:: Task details ::
Find where "the wooden gable" appears in the records below, then return that line and every later line exactly, stopping only at the last line.

:: Exercise input ::
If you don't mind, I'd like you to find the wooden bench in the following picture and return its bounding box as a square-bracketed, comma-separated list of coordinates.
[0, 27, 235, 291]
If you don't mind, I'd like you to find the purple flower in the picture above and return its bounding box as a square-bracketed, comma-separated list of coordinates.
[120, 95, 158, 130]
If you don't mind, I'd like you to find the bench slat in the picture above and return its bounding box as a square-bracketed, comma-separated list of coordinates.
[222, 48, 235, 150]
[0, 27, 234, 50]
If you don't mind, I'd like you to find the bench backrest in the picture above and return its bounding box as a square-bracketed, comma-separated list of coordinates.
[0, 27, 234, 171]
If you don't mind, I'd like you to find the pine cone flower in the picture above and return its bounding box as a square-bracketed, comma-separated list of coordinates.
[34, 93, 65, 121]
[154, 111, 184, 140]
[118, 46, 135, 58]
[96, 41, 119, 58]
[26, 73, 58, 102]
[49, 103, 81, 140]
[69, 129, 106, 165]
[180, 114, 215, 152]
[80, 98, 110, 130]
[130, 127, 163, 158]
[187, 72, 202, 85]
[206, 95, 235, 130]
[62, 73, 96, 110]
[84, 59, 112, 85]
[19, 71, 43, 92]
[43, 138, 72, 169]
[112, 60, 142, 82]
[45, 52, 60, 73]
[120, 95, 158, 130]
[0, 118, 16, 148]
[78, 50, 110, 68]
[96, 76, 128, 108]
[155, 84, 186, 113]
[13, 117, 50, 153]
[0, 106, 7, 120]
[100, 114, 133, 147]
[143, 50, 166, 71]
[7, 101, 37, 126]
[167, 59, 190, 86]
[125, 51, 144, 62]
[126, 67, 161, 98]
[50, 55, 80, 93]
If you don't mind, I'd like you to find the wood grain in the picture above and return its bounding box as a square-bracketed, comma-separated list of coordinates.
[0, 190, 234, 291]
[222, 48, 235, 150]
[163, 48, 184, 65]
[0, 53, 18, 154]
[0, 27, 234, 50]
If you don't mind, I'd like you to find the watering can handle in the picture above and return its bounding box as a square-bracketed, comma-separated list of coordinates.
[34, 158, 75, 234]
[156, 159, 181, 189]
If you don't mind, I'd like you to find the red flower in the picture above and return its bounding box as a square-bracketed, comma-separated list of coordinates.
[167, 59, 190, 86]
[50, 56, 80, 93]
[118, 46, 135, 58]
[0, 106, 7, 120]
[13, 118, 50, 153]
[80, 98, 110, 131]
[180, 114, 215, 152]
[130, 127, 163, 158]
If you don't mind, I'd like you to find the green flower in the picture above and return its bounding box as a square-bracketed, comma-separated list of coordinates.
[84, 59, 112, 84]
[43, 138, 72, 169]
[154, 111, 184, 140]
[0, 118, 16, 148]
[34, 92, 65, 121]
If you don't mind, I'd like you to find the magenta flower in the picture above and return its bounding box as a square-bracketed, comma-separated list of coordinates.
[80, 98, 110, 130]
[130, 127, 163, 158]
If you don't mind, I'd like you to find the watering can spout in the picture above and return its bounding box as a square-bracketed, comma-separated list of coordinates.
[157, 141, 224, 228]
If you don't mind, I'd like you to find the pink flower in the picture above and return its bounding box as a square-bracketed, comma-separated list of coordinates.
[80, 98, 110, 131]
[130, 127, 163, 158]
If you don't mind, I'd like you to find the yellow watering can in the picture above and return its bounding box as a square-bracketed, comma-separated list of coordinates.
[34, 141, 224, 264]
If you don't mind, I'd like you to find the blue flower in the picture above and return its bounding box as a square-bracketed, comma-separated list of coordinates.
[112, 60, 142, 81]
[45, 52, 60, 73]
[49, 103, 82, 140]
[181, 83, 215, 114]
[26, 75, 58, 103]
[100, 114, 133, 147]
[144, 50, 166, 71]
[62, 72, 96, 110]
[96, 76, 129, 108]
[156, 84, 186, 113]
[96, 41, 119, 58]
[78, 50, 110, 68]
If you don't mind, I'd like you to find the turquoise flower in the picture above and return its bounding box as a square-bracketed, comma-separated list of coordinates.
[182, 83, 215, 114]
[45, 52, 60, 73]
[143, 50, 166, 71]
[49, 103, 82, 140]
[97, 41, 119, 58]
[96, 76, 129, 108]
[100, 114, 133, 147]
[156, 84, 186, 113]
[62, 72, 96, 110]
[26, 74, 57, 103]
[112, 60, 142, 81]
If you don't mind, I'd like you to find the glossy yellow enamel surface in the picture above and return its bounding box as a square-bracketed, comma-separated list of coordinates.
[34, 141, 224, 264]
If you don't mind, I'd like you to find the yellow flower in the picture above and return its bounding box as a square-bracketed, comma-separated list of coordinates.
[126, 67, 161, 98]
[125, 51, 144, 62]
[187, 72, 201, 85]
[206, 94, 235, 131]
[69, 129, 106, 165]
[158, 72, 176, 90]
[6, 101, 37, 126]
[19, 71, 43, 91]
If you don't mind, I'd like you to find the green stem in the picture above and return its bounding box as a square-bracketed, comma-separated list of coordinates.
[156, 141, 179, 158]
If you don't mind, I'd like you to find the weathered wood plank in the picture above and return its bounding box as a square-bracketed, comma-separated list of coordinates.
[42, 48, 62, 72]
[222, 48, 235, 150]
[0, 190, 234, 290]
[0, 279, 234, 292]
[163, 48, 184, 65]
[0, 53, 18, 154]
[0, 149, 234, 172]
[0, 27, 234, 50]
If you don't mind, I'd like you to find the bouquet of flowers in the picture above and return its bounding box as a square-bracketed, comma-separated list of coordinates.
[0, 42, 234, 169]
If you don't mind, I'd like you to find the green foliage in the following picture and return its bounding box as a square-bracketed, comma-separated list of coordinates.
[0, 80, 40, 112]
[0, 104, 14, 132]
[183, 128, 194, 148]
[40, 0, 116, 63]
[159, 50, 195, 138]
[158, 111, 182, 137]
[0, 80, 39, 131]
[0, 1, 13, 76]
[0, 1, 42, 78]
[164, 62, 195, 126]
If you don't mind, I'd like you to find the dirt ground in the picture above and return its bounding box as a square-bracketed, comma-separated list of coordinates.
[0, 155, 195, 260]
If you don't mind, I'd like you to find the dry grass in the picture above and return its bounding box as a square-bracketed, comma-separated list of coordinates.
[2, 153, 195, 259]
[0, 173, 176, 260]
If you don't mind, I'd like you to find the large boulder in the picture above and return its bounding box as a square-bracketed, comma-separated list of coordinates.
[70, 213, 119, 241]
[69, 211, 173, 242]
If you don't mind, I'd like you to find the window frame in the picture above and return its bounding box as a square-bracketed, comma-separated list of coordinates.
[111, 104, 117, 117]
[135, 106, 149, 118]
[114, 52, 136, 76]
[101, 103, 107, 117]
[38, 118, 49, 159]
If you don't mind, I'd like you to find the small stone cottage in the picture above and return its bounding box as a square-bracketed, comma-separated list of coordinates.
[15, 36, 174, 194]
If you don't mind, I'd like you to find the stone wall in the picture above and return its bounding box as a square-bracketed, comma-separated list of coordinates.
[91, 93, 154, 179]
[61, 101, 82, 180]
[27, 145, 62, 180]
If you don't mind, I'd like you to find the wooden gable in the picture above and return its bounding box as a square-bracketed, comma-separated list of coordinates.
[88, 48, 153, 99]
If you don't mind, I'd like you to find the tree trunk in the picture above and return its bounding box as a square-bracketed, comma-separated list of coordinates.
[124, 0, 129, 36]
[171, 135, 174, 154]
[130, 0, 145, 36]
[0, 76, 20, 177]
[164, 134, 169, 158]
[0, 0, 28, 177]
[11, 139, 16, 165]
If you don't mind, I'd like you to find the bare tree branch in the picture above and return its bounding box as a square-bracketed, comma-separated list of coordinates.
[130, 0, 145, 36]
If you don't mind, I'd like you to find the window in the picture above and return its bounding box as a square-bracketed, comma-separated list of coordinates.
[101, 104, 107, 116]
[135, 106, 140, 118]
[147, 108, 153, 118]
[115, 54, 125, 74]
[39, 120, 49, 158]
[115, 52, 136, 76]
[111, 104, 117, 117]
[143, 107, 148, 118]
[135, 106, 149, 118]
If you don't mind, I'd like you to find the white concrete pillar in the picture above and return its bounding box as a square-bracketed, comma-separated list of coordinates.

:: Exercise solution ::
If you don't mind, I'd like you to find the wooden gable in the picture above and return its bounding box as a square-bracketed, comma-separated list of coordinates.
[88, 48, 153, 99]
If you don't mind, I'd like you to find the tree trunk in the picture above and return its bounding box as a square-bracketed, comma-separated list of coordinates.
[124, 0, 129, 36]
[171, 135, 174, 154]
[130, 0, 145, 36]
[0, 76, 20, 177]
[164, 134, 169, 158]
[0, 0, 28, 177]
[11, 139, 16, 165]
If you don't mind, I'd like you to find the bare tree branch in the picture above and return its bounding box as a square-bracketed, comma-separated list of coordinates.
[130, 0, 145, 36]
If you don't mind, I'd like you to find the window in the picture above and return its bounding box as a square-bracketed, comma-separated list of coordinates.
[101, 104, 107, 116]
[135, 106, 140, 118]
[147, 108, 153, 118]
[115, 54, 125, 74]
[39, 120, 49, 158]
[115, 52, 136, 76]
[111, 104, 117, 117]
[143, 107, 148, 118]
[135, 106, 149, 118]
If you don't mind, I'd like you to find the white concrete pillar in the picture above and return its bounding box as a square-bracketed, comma-separated list of coordinates.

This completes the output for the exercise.